- **EXERCISE BRIEF**
Print, in exact form, the lines below from the one containing "Where can the open" through the one containing "Where can the denim jacket be", and omit all others.

- **Records from a dataset**
<<<<
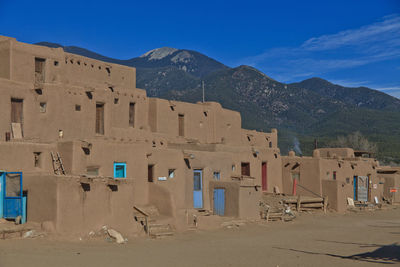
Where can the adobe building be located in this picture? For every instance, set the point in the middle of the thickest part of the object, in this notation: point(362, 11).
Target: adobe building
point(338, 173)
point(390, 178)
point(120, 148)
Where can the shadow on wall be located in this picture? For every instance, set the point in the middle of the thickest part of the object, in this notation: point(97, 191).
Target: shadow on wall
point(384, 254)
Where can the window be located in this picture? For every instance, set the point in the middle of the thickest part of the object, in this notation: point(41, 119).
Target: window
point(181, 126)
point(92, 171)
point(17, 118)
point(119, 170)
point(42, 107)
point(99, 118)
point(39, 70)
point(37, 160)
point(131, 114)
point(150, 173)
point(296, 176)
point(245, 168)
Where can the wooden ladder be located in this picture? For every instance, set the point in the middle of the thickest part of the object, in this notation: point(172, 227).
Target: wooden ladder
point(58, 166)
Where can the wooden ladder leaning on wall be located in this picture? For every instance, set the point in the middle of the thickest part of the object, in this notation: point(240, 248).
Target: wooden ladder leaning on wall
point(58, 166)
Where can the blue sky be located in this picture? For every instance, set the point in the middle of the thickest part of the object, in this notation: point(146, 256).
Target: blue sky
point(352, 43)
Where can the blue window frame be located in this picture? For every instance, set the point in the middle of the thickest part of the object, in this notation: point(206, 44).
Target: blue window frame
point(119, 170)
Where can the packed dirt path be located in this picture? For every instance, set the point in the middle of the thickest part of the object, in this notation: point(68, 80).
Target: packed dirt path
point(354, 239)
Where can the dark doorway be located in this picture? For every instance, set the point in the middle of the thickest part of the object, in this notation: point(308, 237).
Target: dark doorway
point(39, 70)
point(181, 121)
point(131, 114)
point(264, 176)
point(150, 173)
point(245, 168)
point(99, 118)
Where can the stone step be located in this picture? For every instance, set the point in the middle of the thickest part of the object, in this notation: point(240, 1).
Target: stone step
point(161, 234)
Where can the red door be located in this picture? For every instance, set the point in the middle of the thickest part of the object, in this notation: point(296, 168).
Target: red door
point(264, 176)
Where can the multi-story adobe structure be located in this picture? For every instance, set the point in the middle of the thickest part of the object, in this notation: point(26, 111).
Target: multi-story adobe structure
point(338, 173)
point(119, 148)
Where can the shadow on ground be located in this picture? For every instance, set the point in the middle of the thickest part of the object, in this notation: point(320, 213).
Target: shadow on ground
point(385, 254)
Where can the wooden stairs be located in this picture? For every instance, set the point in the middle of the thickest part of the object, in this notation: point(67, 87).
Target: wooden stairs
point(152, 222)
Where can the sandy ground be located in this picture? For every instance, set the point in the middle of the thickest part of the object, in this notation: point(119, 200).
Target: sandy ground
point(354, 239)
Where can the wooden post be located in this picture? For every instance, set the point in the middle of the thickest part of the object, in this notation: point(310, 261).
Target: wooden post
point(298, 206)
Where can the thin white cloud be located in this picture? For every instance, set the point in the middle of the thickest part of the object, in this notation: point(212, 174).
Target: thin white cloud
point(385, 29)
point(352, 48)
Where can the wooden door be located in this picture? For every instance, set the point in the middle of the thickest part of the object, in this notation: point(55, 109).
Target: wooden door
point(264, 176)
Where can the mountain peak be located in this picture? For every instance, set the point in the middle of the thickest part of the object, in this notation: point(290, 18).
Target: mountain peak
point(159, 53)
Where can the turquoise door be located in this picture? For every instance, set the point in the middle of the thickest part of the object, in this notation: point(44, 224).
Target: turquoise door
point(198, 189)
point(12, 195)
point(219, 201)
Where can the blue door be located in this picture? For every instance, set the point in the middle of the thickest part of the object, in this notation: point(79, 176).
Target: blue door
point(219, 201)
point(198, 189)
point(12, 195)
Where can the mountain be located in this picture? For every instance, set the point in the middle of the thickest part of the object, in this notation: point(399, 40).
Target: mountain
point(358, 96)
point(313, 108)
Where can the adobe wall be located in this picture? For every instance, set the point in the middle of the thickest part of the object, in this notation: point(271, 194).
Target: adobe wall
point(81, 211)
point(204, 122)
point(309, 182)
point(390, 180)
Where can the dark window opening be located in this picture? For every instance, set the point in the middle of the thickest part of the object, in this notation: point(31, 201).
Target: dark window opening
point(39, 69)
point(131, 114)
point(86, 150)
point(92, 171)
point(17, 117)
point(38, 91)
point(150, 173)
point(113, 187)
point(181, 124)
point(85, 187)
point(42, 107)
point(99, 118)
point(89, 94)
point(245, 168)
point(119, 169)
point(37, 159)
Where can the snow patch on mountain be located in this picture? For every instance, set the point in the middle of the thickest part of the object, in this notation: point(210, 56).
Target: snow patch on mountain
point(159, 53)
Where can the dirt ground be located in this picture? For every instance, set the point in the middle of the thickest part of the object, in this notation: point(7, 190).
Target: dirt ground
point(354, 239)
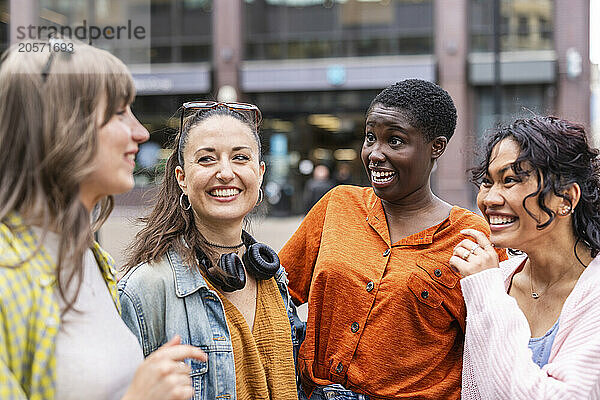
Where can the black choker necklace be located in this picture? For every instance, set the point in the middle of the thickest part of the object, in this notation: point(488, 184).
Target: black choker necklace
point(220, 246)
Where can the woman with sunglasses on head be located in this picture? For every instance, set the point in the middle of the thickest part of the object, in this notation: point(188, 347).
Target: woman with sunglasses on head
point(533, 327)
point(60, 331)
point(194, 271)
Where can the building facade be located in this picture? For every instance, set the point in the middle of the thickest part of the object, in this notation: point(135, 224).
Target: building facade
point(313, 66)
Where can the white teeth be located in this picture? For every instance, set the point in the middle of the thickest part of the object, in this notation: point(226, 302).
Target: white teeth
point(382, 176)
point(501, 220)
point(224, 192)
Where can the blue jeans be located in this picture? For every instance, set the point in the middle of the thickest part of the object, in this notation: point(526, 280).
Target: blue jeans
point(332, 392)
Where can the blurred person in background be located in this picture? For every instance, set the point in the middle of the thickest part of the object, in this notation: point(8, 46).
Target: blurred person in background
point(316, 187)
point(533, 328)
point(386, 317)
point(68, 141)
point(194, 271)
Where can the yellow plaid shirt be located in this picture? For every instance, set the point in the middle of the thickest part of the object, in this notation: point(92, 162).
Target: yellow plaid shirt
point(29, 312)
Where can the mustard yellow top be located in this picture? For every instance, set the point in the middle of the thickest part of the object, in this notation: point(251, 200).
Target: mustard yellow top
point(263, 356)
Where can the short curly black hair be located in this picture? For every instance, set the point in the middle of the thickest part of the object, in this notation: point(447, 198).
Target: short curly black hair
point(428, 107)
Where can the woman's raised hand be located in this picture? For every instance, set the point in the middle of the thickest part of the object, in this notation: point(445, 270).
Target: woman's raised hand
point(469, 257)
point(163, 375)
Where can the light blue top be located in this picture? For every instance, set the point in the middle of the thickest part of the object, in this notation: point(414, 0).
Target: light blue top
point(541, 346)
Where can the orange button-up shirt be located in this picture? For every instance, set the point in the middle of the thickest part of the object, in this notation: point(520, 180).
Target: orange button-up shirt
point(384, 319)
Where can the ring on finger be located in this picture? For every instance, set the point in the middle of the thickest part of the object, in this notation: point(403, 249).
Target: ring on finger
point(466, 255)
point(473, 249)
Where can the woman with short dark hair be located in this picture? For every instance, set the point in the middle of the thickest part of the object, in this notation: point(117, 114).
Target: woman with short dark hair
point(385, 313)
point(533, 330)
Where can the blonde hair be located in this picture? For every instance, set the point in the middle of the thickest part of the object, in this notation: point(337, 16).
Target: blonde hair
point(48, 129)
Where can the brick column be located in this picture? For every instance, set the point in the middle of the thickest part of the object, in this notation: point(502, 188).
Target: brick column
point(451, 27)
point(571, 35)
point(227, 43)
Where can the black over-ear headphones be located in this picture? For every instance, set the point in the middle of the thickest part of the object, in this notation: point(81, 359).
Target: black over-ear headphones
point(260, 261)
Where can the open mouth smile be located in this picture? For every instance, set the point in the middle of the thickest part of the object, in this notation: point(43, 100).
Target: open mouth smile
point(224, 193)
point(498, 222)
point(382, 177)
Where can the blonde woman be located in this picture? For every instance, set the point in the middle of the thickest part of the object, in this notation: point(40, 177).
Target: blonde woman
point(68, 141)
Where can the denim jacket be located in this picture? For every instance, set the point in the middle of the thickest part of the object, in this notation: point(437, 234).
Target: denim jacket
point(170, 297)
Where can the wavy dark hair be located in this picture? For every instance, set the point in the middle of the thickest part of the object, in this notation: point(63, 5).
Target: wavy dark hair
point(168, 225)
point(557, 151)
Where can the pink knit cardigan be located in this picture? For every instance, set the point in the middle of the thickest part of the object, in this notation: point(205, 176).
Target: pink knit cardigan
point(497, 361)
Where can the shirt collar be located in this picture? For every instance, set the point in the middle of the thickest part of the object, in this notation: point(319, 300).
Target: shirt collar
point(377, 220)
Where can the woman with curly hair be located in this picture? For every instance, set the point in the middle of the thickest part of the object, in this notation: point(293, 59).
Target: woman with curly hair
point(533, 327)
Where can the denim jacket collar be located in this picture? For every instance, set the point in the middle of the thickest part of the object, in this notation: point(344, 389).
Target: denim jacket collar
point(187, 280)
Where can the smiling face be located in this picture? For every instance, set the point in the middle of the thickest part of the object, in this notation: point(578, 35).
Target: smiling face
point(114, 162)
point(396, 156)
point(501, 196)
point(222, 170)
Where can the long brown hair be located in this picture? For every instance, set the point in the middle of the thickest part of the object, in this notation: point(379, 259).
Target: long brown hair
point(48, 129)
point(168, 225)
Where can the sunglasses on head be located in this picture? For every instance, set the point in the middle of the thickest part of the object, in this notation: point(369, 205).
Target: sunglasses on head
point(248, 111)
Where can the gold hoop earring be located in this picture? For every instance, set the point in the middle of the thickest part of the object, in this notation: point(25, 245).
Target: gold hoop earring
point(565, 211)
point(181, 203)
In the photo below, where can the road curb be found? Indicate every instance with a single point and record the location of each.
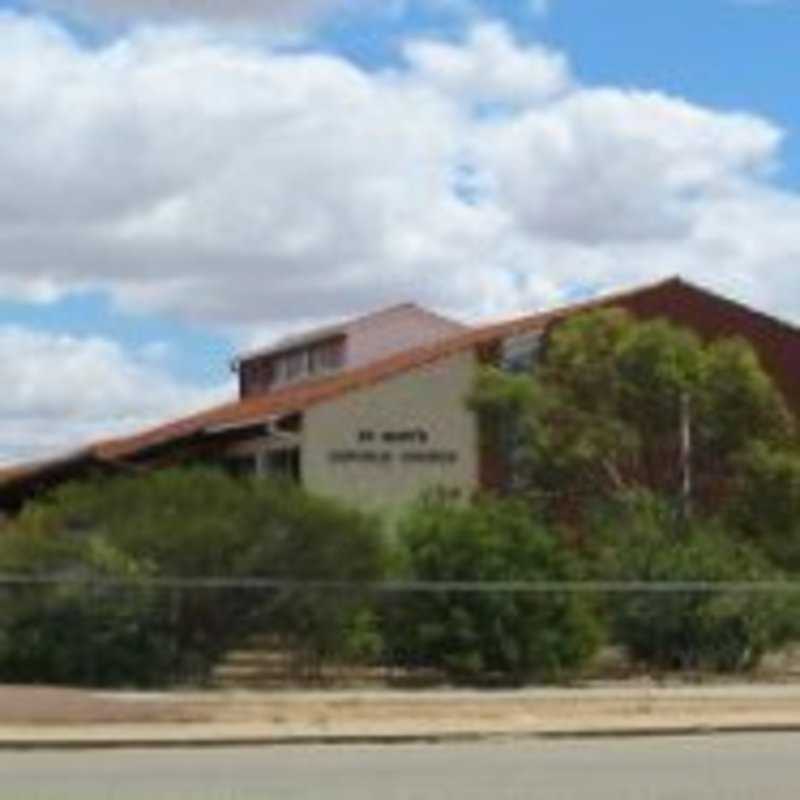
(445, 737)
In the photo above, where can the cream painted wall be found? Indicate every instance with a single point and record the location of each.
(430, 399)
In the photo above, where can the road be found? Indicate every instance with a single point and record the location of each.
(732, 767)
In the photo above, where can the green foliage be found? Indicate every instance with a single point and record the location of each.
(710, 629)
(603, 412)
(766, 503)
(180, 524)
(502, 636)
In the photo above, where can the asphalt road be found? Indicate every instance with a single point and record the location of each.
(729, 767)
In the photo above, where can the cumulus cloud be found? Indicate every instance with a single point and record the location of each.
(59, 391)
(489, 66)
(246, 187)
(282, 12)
>>>>
<<<<
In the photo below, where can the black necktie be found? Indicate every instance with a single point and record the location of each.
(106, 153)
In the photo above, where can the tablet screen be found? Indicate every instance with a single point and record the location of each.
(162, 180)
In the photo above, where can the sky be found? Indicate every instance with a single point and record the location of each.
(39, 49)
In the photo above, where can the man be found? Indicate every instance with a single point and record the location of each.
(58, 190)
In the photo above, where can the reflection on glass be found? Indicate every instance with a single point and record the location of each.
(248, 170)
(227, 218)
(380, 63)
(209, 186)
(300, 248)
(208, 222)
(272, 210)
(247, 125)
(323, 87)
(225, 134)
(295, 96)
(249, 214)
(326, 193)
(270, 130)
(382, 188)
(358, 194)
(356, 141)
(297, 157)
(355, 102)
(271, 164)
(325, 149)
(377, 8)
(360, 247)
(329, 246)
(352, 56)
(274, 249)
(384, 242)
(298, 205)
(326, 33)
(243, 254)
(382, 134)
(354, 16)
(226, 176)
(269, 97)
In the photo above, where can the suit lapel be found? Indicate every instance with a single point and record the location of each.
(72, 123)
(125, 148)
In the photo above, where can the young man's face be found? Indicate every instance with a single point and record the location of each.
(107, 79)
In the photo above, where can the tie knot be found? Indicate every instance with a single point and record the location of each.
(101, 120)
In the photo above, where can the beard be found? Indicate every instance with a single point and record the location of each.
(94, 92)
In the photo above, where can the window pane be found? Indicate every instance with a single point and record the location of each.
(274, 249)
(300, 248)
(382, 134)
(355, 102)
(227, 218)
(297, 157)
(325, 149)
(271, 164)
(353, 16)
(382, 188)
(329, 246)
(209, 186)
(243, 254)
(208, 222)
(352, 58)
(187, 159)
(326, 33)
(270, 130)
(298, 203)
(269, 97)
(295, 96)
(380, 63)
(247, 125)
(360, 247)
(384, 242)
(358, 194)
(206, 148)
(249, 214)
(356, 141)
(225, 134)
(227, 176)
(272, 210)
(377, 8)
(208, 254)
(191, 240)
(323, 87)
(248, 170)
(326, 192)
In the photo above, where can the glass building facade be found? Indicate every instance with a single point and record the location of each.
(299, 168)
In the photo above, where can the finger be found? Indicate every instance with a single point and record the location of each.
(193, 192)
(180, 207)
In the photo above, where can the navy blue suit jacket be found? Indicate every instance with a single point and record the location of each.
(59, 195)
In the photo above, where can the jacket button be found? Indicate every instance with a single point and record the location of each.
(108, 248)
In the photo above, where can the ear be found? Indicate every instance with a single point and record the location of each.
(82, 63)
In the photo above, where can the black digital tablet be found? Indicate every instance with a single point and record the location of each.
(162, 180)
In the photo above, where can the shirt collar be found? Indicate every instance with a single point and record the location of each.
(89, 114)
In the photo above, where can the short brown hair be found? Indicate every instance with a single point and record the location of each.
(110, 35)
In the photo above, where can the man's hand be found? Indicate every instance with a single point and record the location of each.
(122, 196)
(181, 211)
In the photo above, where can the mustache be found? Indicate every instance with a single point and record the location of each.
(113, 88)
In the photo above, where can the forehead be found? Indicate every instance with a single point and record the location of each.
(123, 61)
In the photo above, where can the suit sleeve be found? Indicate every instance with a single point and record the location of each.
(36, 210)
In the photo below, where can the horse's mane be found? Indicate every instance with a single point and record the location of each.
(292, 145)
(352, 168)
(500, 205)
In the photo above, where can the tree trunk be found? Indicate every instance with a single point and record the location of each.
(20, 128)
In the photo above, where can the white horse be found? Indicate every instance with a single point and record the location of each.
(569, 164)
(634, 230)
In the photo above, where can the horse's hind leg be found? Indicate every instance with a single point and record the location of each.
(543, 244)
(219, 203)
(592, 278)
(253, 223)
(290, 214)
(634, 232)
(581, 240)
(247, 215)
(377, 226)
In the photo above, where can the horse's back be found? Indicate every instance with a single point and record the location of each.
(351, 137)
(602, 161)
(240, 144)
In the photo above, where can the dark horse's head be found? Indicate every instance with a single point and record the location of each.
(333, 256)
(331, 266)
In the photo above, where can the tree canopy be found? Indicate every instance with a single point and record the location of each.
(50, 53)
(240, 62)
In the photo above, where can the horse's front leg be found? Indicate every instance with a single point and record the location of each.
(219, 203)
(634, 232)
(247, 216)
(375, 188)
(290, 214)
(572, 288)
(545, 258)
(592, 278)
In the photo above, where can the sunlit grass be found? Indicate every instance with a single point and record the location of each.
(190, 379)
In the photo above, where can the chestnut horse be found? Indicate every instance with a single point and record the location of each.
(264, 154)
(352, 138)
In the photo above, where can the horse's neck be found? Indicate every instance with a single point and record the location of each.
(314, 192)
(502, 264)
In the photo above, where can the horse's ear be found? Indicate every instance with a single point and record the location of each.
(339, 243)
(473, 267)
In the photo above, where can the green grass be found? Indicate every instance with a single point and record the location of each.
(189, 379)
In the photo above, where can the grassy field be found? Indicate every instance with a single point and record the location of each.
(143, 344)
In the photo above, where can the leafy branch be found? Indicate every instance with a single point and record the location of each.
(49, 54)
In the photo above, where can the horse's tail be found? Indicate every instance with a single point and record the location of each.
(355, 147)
>>>>
- **ANSWER BOX**
Where can the open mouth smile be located in this picture? For every instance, set the point in the middle of the thickest part of the object, in this notation: point(43, 100).
Target: open mouth smile
point(224, 193)
point(498, 222)
point(382, 177)
Where can the blonde woman be located in this picture? For every instance, set the point in the middle of the thickest part of the object, in this notation: point(40, 177).
Target: blonde woman
point(68, 141)
Where can the denim jacket be located in this picture? For every instance, set the point in the middle of the thickest part of the object, in this notation: point(437, 234).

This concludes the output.